§ EXERCISE REQUIREMENTS:
1. In the meteorite description, what maximum dimension does the clinopyroxene reach?
2. Reproduce the part of the meteorite description that opens with the words containing "Name: Miller Range" and closes with "green to black.".

§ SELECTED TEXT:
:::
Name: Miller Range 090032 This is an OFFICIAL meteorite name. Abbreviation: MIL 090032 Observed fall: No Year found: 2009 Country: Antarctica [Collected by US Antarctic Search for Meteorites program (ANSMET)] Mass: 532 g
The exterior surfaces of all three nakhlites have patches of black, wrinkled fusion crust. Areas without fusion crust have vugs. The interior broken faces are coarse grained and possess a crystalline, granular texture ranging from green to black.
Thin Section (,2) Description - Cari Corrigan and Linda Welzenbach
The sections are dominated by lathy to equant clinopyroxene that reaches 2 mm in maximum dimension. Mesostases occupies approximately 20% of the rocks and contains skeletal iron-titanium oxides. Clinopyroxenes have core compositions of Fs22Wo43 with rims reaching Fs49 Wo34. Olivines were observed in all three sections, are equant to subequant, and have slight alteration/oxidation along fractures. Olivine grains, which range between 0.5 and 1 mm, have core compositions of Fa57 and rim compositions of Fa89. Many olivines contain inclusions of mesostasis. Rare feldspars exist with compositions of An20-28 and Or11-14. These meteorites are nakhlites. These meteorites are similar enough that one description will suffice. They are also similar to and likely paired with, MIL 03346.
:::
§ DATASET EXTRACT:
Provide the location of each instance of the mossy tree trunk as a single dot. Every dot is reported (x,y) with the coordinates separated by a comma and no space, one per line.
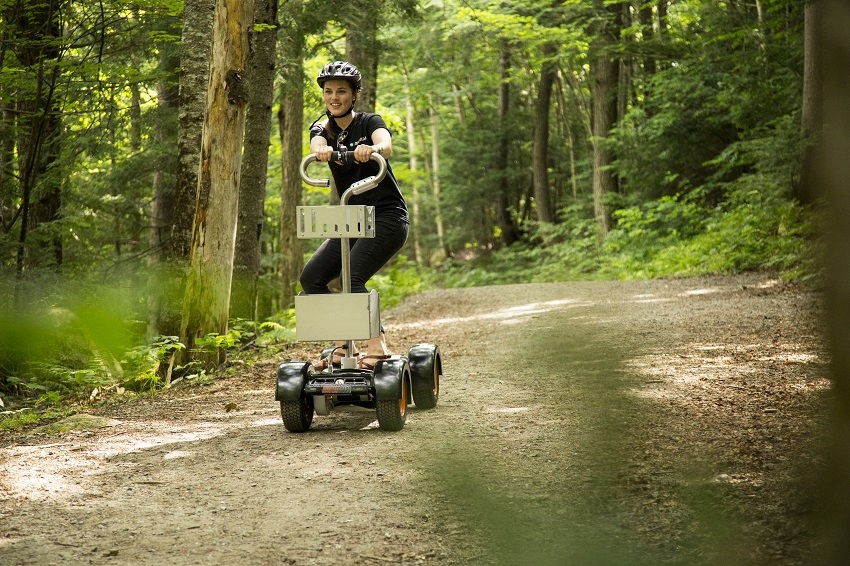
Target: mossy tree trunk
(207,296)
(252,186)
:::
§ TASK-BY-TASK OUTPUTS:
1. 2 mm

2.
Name: Miller Range 090032 This is an OFFICIAL meteorite name. Abbreviation: MIL 090032 Observed fall: No Year found: 2009 Country: Antarctica [Collected by US Antarctic Search for Meteorites program (ANSMET)] Mass: 532 g
The exterior surfaces of all three nakhlites have patches of black, wrinkled fusion crust. Areas without fusion crust have vugs. The interior broken faces are coarse grained and possess a crystalline, granular texture ranging from green to black.